[Entries from a pointing dataset]
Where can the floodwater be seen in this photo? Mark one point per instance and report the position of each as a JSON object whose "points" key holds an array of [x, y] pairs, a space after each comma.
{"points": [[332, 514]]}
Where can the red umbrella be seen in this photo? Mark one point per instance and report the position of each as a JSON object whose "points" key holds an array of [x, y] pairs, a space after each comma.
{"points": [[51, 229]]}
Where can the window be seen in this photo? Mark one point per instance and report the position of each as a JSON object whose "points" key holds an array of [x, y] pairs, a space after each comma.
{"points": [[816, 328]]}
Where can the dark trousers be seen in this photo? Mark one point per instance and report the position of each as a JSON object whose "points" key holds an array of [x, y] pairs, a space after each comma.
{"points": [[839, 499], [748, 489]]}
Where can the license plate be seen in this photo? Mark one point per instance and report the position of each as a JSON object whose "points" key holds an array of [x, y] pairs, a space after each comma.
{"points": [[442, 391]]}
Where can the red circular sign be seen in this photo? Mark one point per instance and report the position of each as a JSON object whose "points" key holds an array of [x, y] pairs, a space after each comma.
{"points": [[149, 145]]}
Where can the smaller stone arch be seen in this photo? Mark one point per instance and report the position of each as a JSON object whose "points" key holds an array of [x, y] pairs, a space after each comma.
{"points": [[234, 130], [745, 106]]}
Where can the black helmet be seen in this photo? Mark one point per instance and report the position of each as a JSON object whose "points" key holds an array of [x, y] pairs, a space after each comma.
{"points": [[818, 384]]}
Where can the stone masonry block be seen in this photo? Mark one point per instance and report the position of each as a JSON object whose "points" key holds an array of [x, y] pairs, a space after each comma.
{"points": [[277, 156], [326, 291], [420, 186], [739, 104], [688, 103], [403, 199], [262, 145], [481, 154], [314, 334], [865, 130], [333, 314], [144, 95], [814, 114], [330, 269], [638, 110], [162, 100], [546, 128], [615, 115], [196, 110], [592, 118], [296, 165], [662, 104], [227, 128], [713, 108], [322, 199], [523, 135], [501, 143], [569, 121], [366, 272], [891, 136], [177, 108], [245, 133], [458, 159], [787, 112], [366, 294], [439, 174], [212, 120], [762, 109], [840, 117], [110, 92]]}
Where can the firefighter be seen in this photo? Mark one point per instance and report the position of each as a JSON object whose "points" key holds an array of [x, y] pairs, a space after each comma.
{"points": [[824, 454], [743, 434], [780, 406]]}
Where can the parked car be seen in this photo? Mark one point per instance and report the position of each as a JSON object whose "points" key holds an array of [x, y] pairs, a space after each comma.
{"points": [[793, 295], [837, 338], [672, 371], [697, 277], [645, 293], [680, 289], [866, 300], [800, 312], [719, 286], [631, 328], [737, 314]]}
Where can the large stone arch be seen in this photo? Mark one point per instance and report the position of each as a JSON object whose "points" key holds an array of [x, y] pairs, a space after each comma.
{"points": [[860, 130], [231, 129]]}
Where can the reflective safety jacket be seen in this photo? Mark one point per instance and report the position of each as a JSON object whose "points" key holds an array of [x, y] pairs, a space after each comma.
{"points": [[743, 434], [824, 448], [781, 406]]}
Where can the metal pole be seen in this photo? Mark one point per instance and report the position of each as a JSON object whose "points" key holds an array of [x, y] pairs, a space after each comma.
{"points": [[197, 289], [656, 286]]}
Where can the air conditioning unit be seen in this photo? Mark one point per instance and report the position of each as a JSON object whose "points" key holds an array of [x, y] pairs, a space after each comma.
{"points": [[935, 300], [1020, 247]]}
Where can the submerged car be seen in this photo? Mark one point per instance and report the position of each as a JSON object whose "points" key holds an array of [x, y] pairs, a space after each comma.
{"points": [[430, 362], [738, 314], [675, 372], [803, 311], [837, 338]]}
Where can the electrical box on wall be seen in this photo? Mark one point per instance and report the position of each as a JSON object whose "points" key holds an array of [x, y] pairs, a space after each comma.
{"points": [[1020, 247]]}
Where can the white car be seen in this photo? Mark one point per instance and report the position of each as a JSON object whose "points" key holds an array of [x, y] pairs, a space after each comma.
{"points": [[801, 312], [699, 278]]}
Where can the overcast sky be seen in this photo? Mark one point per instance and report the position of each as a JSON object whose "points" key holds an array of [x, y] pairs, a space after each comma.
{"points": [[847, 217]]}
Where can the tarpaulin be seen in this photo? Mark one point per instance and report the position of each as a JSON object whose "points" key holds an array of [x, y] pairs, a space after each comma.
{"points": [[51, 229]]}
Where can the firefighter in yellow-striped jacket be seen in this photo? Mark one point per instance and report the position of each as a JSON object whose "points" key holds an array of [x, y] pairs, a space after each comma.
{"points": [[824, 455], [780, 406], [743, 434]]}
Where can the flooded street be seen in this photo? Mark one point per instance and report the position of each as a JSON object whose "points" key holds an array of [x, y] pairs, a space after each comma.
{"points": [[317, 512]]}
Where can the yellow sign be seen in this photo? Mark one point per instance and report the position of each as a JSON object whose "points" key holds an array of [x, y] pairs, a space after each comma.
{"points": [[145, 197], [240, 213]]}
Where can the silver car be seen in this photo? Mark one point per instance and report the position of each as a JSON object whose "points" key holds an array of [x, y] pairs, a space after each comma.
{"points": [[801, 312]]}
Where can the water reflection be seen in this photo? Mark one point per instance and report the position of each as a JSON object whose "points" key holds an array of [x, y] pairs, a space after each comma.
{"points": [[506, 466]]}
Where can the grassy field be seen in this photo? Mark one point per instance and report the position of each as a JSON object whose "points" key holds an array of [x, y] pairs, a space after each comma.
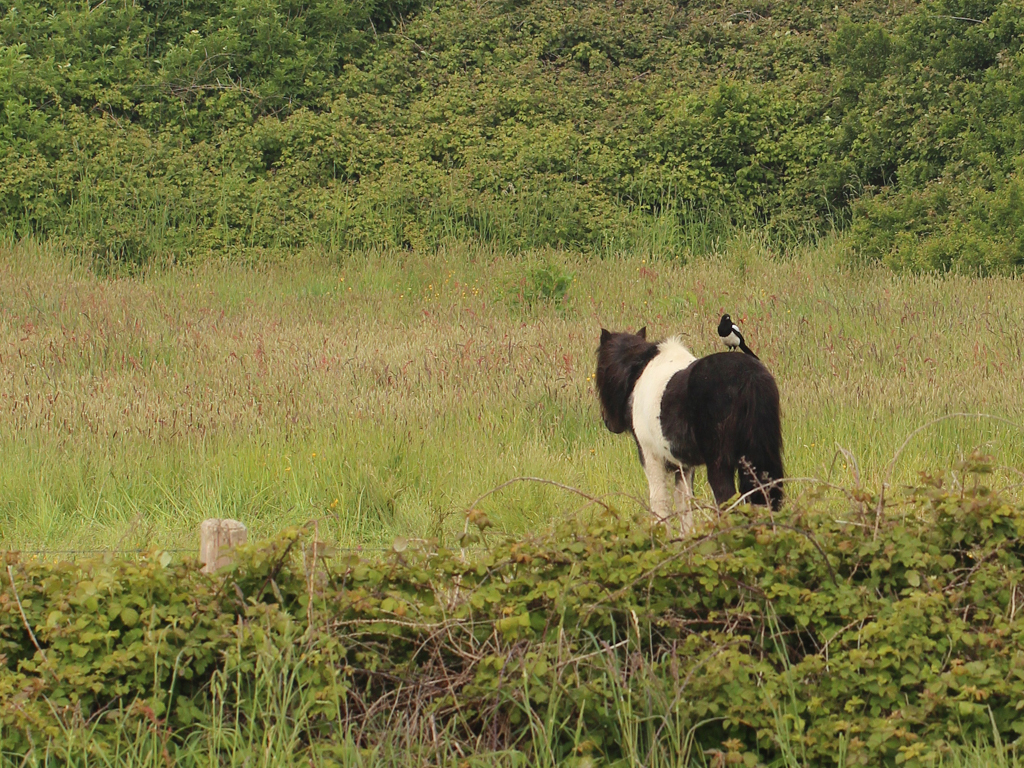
{"points": [[381, 394]]}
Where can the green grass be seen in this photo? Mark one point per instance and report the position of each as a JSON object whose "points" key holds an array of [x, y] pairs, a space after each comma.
{"points": [[381, 393]]}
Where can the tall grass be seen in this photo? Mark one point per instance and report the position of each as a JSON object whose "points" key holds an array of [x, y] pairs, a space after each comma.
{"points": [[380, 393]]}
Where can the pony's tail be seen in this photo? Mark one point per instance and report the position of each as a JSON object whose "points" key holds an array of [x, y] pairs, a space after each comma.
{"points": [[759, 448]]}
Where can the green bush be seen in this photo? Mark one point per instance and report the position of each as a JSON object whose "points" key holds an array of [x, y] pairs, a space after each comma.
{"points": [[893, 631]]}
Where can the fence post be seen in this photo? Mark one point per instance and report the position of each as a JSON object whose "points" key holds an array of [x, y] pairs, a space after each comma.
{"points": [[216, 540]]}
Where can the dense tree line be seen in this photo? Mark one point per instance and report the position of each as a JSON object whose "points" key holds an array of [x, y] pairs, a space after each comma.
{"points": [[146, 131]]}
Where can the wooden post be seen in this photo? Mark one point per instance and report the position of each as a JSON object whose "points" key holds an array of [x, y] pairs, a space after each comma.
{"points": [[217, 538]]}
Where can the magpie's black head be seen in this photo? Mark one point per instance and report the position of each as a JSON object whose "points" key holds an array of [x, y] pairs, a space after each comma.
{"points": [[725, 326]]}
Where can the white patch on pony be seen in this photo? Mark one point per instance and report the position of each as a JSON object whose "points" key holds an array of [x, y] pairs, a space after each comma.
{"points": [[646, 411]]}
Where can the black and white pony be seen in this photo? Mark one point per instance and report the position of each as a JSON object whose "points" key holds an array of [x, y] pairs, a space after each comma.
{"points": [[721, 411]]}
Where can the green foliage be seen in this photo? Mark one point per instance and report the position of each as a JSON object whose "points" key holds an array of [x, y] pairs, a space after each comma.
{"points": [[144, 133], [894, 632]]}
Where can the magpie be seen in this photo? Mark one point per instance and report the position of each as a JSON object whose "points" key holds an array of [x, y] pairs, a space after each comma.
{"points": [[729, 332]]}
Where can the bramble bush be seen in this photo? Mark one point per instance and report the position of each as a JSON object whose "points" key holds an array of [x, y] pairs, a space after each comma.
{"points": [[876, 637]]}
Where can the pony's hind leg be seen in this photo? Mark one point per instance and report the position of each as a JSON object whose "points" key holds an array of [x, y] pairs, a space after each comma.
{"points": [[722, 481], [683, 498], [658, 477]]}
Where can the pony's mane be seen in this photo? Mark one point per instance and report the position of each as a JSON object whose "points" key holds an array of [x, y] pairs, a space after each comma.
{"points": [[621, 359]]}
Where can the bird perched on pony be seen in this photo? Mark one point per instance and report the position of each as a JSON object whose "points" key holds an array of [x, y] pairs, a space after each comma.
{"points": [[729, 332]]}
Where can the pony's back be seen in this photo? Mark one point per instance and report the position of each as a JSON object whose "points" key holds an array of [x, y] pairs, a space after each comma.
{"points": [[745, 426]]}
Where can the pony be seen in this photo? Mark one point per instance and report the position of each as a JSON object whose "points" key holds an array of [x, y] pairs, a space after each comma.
{"points": [[721, 411]]}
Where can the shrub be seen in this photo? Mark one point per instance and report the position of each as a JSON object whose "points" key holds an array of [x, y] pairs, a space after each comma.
{"points": [[894, 631]]}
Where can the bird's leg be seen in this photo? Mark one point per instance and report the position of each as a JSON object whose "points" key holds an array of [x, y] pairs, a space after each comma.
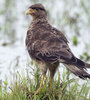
{"points": [[39, 89], [51, 82]]}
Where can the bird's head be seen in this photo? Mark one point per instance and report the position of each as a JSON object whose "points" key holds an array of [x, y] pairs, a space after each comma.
{"points": [[37, 11]]}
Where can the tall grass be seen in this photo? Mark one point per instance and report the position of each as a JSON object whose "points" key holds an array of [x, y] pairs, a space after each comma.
{"points": [[64, 87]]}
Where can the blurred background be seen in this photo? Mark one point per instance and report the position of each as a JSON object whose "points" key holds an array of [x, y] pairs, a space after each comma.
{"points": [[72, 17]]}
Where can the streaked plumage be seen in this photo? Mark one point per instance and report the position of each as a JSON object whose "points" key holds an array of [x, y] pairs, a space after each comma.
{"points": [[49, 47]]}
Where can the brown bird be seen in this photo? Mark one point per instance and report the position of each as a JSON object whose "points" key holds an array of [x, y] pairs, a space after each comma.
{"points": [[48, 47]]}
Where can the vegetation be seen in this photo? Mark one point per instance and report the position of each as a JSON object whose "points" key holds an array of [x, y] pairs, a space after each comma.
{"points": [[64, 87], [72, 18]]}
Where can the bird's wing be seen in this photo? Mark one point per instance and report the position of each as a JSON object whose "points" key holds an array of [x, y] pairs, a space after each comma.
{"points": [[52, 48]]}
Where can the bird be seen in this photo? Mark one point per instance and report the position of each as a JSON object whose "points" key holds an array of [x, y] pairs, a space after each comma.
{"points": [[48, 47]]}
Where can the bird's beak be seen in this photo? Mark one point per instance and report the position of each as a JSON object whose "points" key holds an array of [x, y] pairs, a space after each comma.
{"points": [[29, 11]]}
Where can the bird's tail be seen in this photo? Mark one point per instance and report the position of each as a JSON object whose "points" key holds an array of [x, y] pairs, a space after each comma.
{"points": [[79, 68]]}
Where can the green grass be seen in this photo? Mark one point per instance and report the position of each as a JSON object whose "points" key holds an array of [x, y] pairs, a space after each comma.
{"points": [[64, 87]]}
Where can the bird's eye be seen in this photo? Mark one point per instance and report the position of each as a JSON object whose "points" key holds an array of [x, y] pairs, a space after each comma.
{"points": [[37, 8]]}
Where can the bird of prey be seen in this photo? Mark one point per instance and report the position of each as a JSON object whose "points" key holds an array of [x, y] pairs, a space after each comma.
{"points": [[48, 47]]}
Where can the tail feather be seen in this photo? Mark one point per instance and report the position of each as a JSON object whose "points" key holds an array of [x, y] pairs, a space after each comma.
{"points": [[77, 71]]}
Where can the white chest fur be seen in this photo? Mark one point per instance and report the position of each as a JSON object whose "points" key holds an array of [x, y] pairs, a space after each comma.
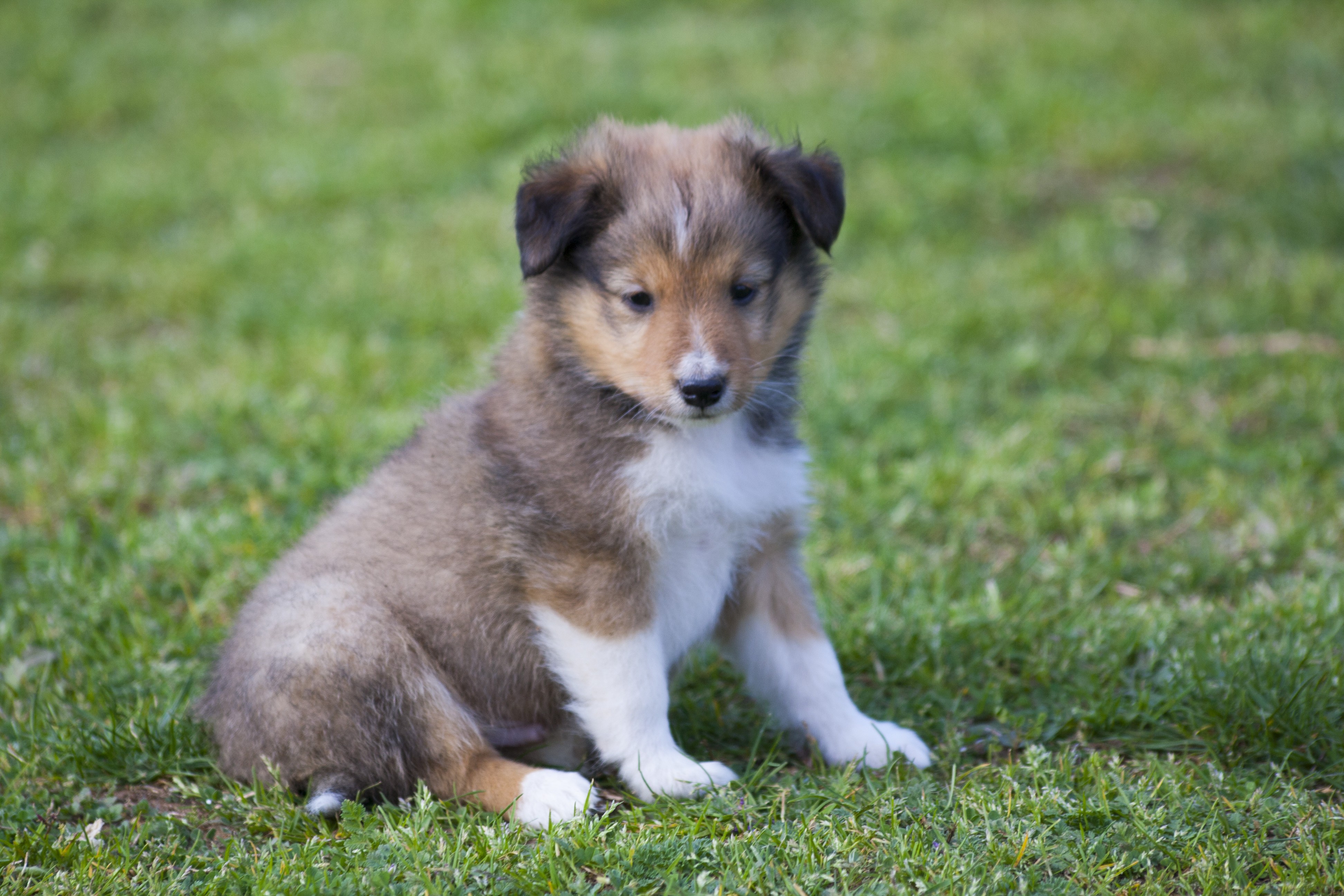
{"points": [[703, 496]]}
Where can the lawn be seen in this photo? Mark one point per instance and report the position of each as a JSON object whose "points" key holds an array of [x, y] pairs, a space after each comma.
{"points": [[1074, 402]]}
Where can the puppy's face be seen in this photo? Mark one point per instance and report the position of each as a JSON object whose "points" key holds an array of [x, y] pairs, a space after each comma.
{"points": [[684, 260]]}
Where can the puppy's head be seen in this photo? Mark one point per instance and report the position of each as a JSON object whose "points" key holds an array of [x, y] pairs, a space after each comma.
{"points": [[679, 265]]}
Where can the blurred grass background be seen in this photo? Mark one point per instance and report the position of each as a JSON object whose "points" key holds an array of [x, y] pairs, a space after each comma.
{"points": [[1074, 402]]}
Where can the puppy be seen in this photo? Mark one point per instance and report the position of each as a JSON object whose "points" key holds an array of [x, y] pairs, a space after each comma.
{"points": [[528, 569]]}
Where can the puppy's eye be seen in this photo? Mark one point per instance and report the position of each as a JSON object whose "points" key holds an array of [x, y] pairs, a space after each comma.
{"points": [[743, 293]]}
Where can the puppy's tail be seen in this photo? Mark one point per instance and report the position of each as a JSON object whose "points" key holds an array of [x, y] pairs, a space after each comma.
{"points": [[327, 793]]}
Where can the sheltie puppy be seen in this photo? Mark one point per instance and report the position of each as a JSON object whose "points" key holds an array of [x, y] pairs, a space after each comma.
{"points": [[523, 574]]}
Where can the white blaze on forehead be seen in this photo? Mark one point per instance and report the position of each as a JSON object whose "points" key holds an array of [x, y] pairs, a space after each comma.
{"points": [[682, 226]]}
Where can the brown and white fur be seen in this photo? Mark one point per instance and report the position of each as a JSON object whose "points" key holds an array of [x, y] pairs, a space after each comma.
{"points": [[525, 573]]}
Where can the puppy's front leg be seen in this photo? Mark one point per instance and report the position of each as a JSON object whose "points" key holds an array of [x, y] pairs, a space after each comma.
{"points": [[619, 690], [771, 632]]}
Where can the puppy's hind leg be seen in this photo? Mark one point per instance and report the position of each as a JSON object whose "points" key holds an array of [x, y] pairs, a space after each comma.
{"points": [[460, 765]]}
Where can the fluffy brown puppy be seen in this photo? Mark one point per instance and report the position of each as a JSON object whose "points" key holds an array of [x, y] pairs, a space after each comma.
{"points": [[526, 570]]}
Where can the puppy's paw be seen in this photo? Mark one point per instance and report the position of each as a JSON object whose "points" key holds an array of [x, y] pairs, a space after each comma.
{"points": [[548, 796], [874, 743], [675, 776]]}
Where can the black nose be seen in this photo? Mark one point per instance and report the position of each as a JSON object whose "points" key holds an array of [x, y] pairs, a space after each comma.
{"points": [[702, 393]]}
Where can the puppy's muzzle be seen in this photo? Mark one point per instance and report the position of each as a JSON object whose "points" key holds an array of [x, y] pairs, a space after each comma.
{"points": [[702, 393]]}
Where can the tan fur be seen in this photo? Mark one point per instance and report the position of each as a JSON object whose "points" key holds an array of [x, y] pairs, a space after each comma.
{"points": [[400, 629]]}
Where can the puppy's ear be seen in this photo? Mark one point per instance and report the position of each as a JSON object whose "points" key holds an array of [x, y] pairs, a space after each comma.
{"points": [[812, 186], [561, 203]]}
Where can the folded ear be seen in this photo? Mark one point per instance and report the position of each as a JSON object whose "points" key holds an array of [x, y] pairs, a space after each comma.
{"points": [[560, 205], [812, 186]]}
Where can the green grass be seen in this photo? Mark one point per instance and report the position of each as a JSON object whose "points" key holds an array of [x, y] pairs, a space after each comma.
{"points": [[1086, 546]]}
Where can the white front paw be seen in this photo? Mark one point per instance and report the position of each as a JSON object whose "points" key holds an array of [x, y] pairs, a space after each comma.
{"points": [[674, 776], [548, 796], [873, 743]]}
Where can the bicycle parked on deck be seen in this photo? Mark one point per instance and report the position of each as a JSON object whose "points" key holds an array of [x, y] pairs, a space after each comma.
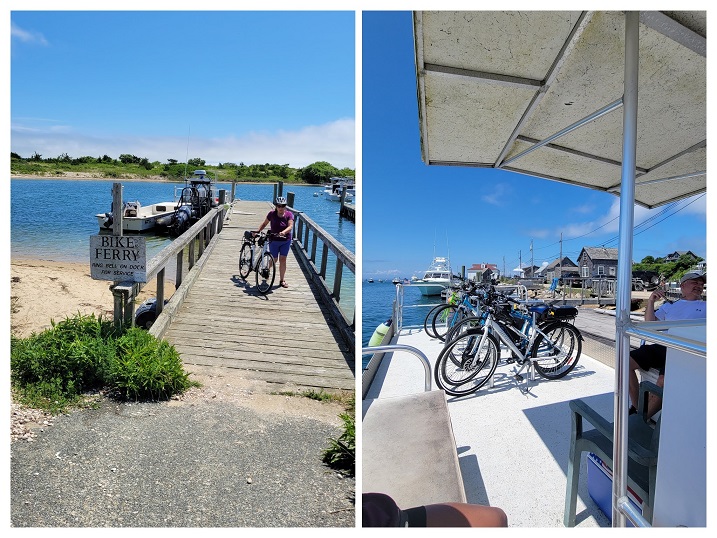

> WORK TO BE COMPLETED:
List every line in the items above that contains the word "yellow". Case counts, so copy only the lines where it appears with exactly that capitalization.

> RESULT OF THE EXERCISE:
Where can the firefighter in yellow-striped jacket be seen in this photo? Mark one point per instance and report the position of each as a JSON object whose "points" key holds an array of [x, y] pairs, a space after each comma.
Where can the yellow sign be seen in this photo? Mark one point per instance and report the position of each as a JSON object whose "points" key holds an array of [x, y] pairs, a space after each comma.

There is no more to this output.